-------- Entries provided

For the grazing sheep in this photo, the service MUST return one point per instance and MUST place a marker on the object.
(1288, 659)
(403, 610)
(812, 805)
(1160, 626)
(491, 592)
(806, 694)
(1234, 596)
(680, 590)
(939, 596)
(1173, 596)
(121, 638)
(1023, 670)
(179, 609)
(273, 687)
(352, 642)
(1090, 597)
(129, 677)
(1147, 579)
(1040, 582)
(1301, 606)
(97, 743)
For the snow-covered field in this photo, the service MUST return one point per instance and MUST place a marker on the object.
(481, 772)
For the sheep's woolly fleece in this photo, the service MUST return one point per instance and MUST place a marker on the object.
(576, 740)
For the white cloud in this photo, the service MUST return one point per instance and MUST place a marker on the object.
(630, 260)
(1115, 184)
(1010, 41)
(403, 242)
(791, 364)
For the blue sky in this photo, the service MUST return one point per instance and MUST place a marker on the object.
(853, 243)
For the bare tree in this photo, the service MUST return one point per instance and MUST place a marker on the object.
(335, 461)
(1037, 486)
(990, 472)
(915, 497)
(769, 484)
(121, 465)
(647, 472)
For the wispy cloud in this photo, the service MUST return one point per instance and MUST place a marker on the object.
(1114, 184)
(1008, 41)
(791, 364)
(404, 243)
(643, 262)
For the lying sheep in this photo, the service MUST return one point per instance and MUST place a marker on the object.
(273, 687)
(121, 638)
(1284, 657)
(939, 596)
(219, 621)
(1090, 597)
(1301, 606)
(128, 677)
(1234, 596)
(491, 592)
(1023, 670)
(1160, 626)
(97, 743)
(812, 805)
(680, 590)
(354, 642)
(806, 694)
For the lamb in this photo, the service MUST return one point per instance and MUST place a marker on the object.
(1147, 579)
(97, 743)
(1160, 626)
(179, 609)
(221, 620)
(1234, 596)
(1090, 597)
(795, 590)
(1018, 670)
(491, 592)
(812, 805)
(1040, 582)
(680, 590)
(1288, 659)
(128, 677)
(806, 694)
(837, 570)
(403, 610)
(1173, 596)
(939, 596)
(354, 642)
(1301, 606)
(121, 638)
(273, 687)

----------------

**Work instructions**
Write the records out once more, exactly as shown.

**Response to the exercise**
For the grazing sheep in this photo, the service MUST return one point per instance and MUST place a marker on the object.
(1288, 659)
(403, 610)
(812, 805)
(1160, 626)
(491, 592)
(806, 694)
(1234, 596)
(680, 590)
(939, 596)
(1173, 596)
(121, 638)
(1023, 670)
(179, 609)
(273, 687)
(352, 642)
(1090, 597)
(129, 677)
(1147, 579)
(1040, 582)
(1301, 606)
(97, 743)
For the snow-covered field in this photo, the service MUST return one point per instance and MUST place a marker on the object.
(481, 772)
For the sheep's woolly fleece in this photo, the service MUST return one point per instance and MUST place a marker on the object.
(576, 740)
For the white cloud in this photo, the service MUST return one point per instance and MUST place a marker on the object.
(630, 260)
(1115, 184)
(1010, 41)
(403, 242)
(791, 364)
For the blue sky in this photo, the service MUST return one point per instance and MUST place a marker on the object.
(853, 243)
For the bare tree in this photo, the service MUST return one point per instance and MUST place a marker on the object.
(335, 461)
(1037, 486)
(990, 472)
(915, 497)
(769, 484)
(121, 465)
(647, 472)
For the wispy cloud in this photo, the service MUST return one point per instance and MUST place a marker on the object.
(1114, 184)
(1008, 41)
(791, 364)
(404, 243)
(643, 262)
For the lying sheep in this photo, the service MUST return one point per instance and MUST place a marker on the object.
(273, 687)
(121, 638)
(1284, 657)
(939, 596)
(219, 621)
(1090, 597)
(1301, 606)
(128, 677)
(1234, 596)
(491, 592)
(1023, 670)
(1160, 626)
(97, 743)
(812, 805)
(680, 590)
(354, 642)
(806, 694)
For the lamb in this photo, the service MUST return one point per instance and MUST place a marker on the object.
(1147, 579)
(97, 743)
(1160, 626)
(179, 609)
(221, 620)
(1234, 596)
(1090, 597)
(795, 590)
(1018, 670)
(491, 592)
(812, 805)
(1040, 582)
(680, 590)
(1288, 659)
(128, 677)
(806, 694)
(837, 570)
(403, 610)
(1173, 596)
(939, 596)
(354, 642)
(1301, 606)
(121, 638)
(273, 687)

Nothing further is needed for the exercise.